▸ **Directions**:
**a)** List every dollar amount that appears in the passage on UBS's gold outlook.
**b)** In the passage on UBS's gold outlook, at what price were gold futures trading on June 12?
**c)** Summarize the passage on UBS's gold outlook in two sentences.
>> START Selected text
UBS specifically called out gold's "muted response to the escalation between the U.S. and Iran," noting that the lack of a safe-haven bid has encouraged profit-taking and left prices more exposed to the traditional drivers of real yields and the dollar.
Why a $300 to $900 cut does not mean UBS has turned bearish
The size of the cut sounds dramatic until it is placed next to where gold is actually trading. Gold futures were at $4,208.97 on June 12, up 2.31% on the day. UBS's new $3,850 to $4,000 range sits below the current price, meaning the bank is calling for further near-term weakness from here, not describing a price collapse that has already happened.
UBS was explicit that this is a near-term recalibration rather than a change in its underlying view. The bank said it remains "constructive on gold over the next 12 months," with its base case still assuming the Federal Reserve cuts rates by up to 50 basis points in 2027 alongside below-trend U.S. growth.
>> END Selected text
>> START Information given
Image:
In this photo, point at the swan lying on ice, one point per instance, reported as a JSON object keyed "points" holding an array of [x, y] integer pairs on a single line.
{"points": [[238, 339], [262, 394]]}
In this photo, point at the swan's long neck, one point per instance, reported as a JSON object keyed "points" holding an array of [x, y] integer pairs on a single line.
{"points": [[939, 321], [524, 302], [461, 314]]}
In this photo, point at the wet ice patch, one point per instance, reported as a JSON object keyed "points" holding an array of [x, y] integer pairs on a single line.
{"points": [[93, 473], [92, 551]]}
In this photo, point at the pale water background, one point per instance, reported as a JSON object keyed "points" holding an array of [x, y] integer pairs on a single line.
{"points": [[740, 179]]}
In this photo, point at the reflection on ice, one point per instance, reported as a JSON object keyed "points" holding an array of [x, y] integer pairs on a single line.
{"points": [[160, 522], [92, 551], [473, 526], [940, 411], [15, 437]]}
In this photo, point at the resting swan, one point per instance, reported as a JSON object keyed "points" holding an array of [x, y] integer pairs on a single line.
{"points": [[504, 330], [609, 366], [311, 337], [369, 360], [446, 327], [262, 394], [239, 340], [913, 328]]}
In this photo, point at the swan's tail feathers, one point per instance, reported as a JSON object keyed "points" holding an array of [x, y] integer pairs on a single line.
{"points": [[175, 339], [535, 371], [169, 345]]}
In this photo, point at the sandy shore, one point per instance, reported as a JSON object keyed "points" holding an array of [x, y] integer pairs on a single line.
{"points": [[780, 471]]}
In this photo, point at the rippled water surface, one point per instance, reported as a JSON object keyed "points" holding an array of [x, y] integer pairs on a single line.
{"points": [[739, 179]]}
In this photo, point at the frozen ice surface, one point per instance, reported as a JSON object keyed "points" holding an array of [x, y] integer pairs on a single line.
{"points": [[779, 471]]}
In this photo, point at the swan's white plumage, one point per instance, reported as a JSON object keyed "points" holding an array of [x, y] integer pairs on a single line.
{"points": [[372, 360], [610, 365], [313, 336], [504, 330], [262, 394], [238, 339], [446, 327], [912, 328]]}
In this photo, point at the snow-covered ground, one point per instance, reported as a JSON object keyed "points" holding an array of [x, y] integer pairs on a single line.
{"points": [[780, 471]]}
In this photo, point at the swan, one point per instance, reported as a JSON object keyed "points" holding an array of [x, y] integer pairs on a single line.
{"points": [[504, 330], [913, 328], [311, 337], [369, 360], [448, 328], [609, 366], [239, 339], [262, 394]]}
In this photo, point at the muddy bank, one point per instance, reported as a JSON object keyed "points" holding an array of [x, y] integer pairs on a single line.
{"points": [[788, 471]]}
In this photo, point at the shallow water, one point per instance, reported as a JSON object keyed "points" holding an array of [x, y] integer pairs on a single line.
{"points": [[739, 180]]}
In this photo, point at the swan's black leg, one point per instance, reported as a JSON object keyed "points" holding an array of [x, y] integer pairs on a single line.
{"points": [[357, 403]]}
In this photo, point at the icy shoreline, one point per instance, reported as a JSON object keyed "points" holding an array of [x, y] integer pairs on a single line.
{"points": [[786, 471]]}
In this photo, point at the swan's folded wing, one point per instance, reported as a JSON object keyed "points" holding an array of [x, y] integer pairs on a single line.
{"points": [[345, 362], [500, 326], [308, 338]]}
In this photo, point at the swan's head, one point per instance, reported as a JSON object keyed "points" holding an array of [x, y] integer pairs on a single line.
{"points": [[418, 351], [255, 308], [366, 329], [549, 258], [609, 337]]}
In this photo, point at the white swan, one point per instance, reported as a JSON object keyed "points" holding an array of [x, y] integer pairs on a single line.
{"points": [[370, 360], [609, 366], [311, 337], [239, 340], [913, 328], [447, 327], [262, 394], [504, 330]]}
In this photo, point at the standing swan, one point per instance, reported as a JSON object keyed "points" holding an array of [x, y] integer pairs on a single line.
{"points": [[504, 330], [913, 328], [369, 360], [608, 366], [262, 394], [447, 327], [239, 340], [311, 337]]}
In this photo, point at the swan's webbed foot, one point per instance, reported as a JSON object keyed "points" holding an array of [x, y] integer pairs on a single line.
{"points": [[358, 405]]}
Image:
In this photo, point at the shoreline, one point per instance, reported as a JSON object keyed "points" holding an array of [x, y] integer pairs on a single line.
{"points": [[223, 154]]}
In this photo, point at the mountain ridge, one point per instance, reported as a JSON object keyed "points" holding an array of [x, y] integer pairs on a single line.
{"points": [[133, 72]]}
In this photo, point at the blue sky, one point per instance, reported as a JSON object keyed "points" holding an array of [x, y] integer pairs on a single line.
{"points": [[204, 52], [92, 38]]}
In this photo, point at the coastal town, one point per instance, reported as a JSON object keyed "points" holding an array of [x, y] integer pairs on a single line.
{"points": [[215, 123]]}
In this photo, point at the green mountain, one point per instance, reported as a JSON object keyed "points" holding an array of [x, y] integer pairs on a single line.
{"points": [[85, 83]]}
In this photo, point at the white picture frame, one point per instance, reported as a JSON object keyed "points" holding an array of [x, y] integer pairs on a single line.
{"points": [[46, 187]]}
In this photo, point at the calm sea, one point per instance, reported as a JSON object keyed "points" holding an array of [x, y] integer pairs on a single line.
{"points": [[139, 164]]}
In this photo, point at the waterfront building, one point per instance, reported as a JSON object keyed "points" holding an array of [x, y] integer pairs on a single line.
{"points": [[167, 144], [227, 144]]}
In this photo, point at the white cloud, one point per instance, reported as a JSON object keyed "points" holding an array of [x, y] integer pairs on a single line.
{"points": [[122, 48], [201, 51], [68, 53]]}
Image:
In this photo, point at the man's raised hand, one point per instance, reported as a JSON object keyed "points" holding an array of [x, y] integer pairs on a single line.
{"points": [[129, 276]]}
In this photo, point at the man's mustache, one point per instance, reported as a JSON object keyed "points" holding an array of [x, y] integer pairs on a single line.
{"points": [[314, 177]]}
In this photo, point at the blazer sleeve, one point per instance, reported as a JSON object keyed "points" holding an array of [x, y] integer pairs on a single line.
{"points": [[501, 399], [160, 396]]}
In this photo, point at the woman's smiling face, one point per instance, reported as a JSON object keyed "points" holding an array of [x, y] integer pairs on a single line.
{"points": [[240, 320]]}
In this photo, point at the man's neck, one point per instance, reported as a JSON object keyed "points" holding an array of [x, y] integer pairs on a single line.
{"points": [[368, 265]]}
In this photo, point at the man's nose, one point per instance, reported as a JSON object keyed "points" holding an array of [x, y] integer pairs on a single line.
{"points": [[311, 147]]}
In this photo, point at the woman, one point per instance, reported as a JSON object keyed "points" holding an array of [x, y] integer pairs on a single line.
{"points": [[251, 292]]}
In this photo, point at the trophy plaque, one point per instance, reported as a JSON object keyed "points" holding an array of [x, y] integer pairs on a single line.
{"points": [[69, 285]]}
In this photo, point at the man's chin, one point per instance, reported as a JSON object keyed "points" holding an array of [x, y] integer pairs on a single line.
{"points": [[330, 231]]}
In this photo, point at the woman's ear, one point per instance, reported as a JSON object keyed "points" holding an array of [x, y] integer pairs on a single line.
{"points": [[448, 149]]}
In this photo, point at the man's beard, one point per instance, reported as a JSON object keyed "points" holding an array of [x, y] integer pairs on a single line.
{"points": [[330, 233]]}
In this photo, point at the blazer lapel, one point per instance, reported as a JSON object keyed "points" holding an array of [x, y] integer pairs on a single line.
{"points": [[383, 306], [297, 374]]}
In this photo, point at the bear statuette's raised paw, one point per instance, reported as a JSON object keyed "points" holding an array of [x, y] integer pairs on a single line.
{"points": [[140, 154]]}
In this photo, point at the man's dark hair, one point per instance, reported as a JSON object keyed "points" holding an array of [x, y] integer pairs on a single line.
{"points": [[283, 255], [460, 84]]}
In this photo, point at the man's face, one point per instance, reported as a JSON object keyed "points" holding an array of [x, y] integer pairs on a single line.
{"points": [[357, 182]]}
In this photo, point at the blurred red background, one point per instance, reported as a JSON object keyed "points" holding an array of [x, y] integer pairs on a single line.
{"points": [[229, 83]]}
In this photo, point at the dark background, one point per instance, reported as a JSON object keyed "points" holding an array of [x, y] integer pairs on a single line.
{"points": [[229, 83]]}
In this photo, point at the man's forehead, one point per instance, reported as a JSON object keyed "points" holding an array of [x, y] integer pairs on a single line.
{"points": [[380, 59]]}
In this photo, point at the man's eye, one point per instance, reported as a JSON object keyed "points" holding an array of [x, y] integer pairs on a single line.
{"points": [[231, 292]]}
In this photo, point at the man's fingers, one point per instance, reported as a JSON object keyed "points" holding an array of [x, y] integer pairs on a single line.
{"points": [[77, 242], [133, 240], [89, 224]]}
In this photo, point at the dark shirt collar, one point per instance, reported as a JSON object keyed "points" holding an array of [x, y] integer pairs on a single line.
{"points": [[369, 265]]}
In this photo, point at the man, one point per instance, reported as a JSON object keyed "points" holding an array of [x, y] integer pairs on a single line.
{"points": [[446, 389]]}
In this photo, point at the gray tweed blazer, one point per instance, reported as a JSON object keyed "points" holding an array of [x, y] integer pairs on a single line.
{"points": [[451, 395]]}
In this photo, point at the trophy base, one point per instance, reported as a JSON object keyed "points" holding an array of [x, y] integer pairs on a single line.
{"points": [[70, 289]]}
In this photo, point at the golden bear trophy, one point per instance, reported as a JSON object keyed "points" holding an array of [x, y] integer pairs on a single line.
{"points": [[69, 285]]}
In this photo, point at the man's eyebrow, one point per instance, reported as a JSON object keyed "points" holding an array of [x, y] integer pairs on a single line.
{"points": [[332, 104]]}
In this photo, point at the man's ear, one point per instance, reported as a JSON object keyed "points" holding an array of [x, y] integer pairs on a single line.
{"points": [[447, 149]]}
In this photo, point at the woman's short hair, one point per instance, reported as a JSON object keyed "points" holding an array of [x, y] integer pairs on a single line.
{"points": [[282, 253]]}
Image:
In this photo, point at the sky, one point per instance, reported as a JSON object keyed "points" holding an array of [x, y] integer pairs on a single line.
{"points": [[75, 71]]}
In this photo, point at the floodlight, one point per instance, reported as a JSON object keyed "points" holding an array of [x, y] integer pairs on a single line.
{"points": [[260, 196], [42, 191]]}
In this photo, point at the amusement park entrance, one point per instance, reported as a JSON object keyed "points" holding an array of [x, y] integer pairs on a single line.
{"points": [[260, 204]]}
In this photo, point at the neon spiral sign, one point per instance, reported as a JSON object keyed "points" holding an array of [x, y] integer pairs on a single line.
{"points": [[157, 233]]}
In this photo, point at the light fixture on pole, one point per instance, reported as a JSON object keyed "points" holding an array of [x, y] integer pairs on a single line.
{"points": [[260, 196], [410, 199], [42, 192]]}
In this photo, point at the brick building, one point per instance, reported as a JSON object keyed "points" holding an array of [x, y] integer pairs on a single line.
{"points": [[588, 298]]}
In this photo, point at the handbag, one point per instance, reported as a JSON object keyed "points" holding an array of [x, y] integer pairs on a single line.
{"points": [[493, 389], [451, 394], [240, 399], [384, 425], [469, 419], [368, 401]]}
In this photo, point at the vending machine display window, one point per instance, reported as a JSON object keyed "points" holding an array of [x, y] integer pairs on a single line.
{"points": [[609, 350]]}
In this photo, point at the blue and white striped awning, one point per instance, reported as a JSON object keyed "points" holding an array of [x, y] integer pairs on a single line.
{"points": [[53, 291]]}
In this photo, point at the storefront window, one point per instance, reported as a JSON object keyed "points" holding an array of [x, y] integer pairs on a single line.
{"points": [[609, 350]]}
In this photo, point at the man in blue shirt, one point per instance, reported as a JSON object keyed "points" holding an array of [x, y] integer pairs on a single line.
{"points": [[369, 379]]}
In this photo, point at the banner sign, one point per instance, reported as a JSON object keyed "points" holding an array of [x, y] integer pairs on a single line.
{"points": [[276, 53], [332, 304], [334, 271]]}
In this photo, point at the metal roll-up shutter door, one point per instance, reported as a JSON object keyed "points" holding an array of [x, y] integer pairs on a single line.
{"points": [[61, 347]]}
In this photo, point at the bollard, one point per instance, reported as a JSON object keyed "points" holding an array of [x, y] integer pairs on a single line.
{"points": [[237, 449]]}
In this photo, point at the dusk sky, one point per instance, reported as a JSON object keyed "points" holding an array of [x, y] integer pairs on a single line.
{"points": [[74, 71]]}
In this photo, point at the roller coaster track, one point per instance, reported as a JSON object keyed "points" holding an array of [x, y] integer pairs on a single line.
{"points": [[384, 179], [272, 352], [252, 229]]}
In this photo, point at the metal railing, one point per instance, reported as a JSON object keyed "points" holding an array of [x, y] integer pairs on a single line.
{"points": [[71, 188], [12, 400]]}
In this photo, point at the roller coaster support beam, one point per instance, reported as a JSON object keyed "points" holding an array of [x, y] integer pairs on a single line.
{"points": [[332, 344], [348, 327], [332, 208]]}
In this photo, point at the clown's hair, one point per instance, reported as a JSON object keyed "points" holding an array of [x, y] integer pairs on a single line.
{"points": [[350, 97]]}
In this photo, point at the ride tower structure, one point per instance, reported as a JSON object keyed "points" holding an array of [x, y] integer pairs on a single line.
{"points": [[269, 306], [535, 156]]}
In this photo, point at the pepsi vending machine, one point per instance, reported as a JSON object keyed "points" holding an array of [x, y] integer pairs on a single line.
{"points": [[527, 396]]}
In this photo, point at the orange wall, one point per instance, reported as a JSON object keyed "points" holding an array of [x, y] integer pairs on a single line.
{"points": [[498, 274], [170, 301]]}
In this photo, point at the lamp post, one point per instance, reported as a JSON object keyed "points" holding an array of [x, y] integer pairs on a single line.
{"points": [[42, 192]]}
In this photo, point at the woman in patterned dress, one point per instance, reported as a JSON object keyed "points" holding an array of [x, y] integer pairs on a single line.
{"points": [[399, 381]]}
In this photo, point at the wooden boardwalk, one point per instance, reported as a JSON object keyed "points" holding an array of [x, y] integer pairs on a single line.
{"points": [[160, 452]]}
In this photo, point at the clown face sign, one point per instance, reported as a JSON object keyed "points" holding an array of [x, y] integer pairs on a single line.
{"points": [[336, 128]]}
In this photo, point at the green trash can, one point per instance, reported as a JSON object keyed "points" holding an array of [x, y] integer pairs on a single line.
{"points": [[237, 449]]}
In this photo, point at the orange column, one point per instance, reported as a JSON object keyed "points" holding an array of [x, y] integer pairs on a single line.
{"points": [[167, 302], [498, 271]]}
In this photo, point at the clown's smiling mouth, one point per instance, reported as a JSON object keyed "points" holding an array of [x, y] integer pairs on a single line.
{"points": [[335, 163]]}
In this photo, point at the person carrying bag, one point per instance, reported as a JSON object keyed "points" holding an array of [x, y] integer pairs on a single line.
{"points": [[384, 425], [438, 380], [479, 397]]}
>> END Information given
▸ **Worked answers**:
**a)**
$300
$900
$4,208.97
$3,850
$4,000

**b)** $4,208.97, up 2.31% on the day.

**c)** UBS cut its near-term gold range to $3,850 to $4,000, below the June 12 futures price of $4,208.97, and noted that gold's muted response to the U.S.-Iran escalation has encouraged profit-taking and left prices more exposed to real yields and the dollar. The bank called this a near-term recalibration rather than a turn bearish, saying it remains constructive on gold over the next 12 months.